Urlaub 31.12. vs. Individualvertrag bzw. geübte Praxis

  • Hallo,


    wir haben aktuell folgende Situation, der AG möchte ab sofort, dass gesetzeskonform aller Urlaub bis 31.12. genommen wird.

    Bisher war eine problemlose Übertragung von Urlaub geübte Praxis (20 Jahre), was unbestritten auch nicht nur gut war. Verfall gab es nicht.

    In den Arbeitsverträgen steht, Urlaub muss bis 30.4. Folgejahr genommen werden.


    1. Ist diese neue Regelung mitbestimmungspflichtig oder ist es keine Regelung i.e.S?

    2. Sticht der Individualvertrag das Urlaubsgesetz bzw. die Anordnung?


    -. Wir haben eine überaus großzügige (Aufstockung) Kurzarbeitsregelung, die keinen Anreiz (außer Verfügbarkeit) bietet Urlaub gegen KA zu tauschen.

    -. Wir haben aber auch Kollegen die beim Kunden eingesetzt sind und projektbedingt Schwierigkeiten haben jetzt noch 6 Wochen Urlaub bis Jahresende zu nehmen.

    -. Es gibt keine BV zu Urlaub.


    Danke für eure Meinungen!

  • Servus Tom,


    ob der Urlaub bis zum Jahresende genommen werden soll, obwohl das in der Vergangenheit nicht so war ist eine Änderung der Urlaubsgrundsätze und somit mitbestimmungspflichtig.


    Allerdings muss man dazu sagen, dass ihr im Streitfall keine Chance hättet, die übliche Regelung gegenüber eurem AG durchzusetzen.
# # # #
• ARBEITSAUFTRAG
Übernehmen Sie aus dem Text über die Urlaubsübertragung wörtlich den Abschnitt, der mit den Worten „1. Ist diese“ beginnt und mit „bzw. die Anordnung?“ endet.

• BEREITGESTELLTE DATEN
# # # #
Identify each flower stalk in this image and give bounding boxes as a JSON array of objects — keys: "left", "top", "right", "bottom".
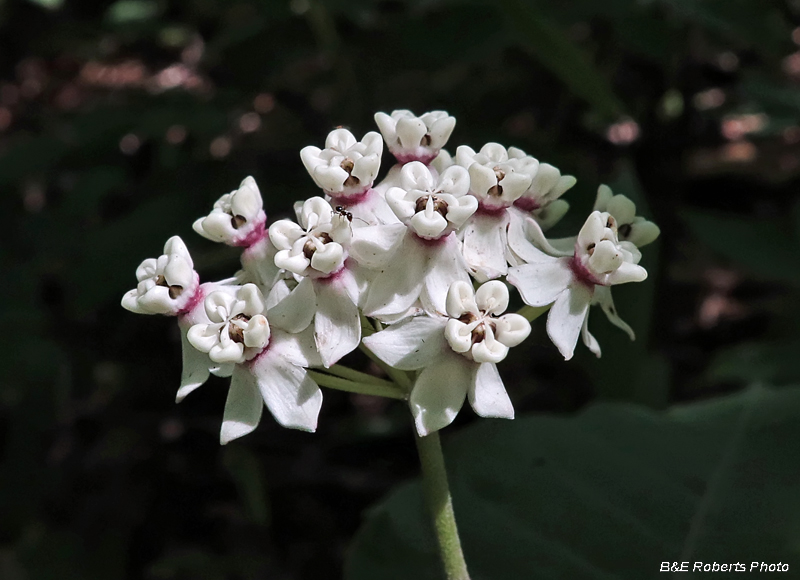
[{"left": 414, "top": 431, "right": 469, "bottom": 580}]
# # # #
• ANTWORTFELD
1. Ist diese neue Regelung mitbestimmungspflichtig oder ist es keine Regelung i.e.S?

    2. Sticht der Individualvertrag das Urlaubsgesetz bzw. die Anordnung?